Reproduce the gas mixture problem below word for word, keeping every value and the table intact.

TEXT SECTION:
━━━━
In: Chemistry
0.916 g He, 11.780 g F2, and 17.960 g Ar are placed
in a 16.4-L container at 23 oC. What are the molar
concentrations and partial pressures of the gases?
(All values to the nearest 0.0001)
gas | Molar concentration | Partial pressure |
---|---|---|
He | M | atm |
F2 | M | atm |
Ar | M | atm |
What is the total pressure in the container?
━━━━
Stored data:
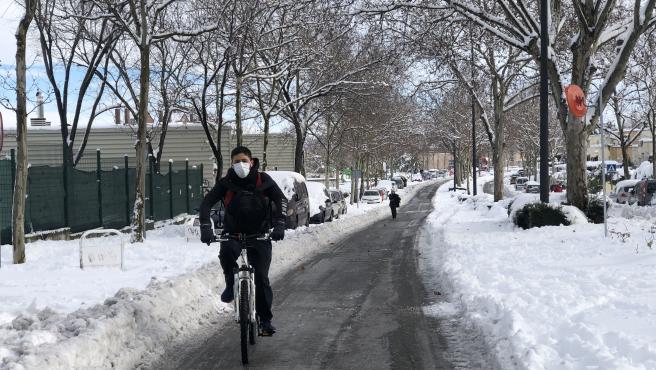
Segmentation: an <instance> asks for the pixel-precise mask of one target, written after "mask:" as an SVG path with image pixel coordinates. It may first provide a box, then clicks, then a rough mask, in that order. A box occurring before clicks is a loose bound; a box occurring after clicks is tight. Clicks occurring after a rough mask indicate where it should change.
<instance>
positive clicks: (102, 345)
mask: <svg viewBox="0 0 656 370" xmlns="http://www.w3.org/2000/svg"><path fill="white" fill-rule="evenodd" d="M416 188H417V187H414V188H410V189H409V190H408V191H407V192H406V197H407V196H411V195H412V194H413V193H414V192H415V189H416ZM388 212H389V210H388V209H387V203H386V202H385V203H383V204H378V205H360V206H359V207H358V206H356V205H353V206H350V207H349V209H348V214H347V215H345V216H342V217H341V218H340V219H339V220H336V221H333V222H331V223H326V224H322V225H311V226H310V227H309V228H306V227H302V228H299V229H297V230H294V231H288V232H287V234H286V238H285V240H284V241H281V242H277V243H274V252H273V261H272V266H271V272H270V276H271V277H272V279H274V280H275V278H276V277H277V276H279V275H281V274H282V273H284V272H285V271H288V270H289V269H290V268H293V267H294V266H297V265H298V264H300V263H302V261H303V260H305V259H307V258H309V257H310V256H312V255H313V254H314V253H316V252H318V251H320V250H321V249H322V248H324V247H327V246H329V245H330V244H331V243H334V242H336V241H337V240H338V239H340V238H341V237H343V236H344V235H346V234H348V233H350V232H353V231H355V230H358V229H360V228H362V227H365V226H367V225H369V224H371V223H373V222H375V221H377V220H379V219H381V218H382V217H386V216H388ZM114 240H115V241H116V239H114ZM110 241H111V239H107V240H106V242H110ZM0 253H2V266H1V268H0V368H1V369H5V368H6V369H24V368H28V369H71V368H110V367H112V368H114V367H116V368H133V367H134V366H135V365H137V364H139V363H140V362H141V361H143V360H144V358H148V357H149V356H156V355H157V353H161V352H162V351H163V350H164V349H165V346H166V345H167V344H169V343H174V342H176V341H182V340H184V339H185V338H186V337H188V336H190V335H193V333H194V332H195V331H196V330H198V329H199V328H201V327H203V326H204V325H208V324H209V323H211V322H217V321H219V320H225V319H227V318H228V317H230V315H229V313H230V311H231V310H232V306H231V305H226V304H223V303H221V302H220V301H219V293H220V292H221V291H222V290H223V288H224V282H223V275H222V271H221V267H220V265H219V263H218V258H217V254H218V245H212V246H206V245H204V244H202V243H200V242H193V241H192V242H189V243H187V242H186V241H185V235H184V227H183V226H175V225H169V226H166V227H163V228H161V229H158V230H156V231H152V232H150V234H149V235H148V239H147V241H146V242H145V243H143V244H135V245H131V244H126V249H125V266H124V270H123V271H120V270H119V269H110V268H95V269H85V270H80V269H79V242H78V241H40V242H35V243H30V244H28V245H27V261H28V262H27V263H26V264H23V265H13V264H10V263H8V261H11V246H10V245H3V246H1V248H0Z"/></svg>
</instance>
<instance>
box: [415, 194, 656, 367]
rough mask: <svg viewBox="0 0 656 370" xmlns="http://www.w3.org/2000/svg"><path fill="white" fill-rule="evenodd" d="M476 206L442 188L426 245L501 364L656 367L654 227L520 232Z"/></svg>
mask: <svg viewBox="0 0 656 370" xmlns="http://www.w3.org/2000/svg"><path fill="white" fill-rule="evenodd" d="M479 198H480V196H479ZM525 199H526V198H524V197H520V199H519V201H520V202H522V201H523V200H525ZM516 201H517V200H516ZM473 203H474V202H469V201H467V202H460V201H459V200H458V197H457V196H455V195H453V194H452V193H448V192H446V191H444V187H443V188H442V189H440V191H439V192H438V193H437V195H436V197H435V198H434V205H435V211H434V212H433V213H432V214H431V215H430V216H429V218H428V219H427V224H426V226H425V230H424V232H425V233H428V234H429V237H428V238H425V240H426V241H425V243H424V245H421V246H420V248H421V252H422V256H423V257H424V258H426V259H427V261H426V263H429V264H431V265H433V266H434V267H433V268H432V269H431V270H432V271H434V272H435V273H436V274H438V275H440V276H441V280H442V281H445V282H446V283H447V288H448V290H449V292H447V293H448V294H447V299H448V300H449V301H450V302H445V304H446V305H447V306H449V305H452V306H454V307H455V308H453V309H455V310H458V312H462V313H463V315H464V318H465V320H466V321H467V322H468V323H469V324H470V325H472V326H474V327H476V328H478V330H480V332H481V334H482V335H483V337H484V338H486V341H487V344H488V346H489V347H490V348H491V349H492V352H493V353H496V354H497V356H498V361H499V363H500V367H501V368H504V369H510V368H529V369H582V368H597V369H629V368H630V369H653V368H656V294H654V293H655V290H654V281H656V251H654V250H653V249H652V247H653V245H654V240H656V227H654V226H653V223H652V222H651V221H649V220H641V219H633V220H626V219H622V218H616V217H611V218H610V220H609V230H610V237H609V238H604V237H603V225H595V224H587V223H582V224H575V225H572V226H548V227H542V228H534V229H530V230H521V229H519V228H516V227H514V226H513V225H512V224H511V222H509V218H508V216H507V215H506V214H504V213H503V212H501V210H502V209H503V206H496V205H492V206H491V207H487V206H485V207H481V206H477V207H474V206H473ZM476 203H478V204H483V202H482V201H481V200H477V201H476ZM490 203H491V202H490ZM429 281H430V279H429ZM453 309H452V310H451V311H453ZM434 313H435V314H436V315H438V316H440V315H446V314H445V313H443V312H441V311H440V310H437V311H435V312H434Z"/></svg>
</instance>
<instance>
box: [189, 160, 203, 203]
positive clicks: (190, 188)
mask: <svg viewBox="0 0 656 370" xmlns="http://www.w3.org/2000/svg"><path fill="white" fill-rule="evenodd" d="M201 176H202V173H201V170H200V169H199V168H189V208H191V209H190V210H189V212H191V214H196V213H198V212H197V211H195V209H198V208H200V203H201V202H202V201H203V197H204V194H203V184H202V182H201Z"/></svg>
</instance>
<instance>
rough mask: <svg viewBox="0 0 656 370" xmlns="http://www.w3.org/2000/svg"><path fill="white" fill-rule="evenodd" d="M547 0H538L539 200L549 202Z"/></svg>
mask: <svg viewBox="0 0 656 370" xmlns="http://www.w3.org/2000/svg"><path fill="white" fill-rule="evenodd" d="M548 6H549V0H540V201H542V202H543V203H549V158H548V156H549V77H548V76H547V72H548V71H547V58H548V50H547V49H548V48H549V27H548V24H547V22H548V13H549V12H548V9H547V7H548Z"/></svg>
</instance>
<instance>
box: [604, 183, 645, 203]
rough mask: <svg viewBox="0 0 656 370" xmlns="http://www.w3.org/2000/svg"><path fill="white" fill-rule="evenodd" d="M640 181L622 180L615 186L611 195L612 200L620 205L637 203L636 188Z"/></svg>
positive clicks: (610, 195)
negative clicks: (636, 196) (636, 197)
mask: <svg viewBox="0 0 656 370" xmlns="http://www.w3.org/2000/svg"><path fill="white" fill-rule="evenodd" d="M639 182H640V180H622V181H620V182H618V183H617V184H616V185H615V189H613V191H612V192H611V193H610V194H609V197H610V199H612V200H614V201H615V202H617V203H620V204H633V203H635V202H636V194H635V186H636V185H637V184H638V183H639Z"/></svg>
━━━━
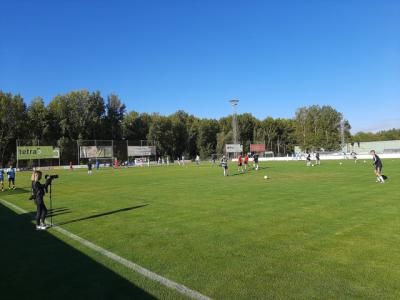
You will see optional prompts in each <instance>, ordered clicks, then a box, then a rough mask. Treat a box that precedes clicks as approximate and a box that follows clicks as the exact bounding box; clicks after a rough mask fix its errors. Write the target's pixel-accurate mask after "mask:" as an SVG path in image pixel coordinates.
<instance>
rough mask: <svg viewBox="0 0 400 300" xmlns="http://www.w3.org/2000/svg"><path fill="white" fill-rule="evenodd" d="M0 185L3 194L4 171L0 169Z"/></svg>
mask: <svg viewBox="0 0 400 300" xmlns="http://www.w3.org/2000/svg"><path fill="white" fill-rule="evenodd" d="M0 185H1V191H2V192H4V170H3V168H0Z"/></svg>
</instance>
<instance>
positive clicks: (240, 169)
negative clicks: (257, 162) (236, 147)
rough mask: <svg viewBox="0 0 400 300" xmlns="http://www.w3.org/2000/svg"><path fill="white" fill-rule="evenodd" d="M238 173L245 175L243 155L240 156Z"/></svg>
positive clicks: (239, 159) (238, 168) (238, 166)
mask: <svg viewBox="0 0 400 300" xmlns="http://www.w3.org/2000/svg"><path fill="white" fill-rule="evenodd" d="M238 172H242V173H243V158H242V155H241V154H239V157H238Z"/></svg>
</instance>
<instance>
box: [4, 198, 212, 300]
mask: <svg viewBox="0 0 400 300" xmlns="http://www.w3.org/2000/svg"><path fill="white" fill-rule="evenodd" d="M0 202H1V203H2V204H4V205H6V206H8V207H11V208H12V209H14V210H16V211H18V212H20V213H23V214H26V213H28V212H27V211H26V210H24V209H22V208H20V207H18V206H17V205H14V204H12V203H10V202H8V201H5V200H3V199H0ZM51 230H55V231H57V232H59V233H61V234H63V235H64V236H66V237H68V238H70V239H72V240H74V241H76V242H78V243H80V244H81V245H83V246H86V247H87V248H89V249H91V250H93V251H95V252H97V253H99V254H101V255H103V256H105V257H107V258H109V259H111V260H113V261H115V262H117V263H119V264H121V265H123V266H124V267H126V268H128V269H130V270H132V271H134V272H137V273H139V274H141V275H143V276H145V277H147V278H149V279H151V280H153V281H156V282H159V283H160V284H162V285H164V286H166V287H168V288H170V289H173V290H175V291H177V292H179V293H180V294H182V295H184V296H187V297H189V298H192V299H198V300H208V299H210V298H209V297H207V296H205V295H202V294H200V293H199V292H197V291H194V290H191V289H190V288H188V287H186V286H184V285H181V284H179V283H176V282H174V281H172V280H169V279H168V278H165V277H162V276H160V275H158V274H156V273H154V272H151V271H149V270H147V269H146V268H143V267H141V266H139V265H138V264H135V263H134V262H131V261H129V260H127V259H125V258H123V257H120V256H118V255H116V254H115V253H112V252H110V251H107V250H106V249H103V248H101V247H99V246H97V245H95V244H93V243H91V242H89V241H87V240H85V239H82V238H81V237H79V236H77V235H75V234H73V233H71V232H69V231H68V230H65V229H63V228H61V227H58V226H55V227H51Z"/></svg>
━━━━
ANSWER:
In: Chemistry
0.916 g He, 11.780 g F2, and 17.960 g Ar are placed
in a 16.4-L container at 23 oC. What are the molar
concentrations and partial pressures of the gases?
(All values to the nearest 0.0001)
gas | Molar concentration | Partial pressure |
---|---|---|
He | M | atm |
F2 | M | atm |
Ar | M | atm |
What is the total pressure in the container?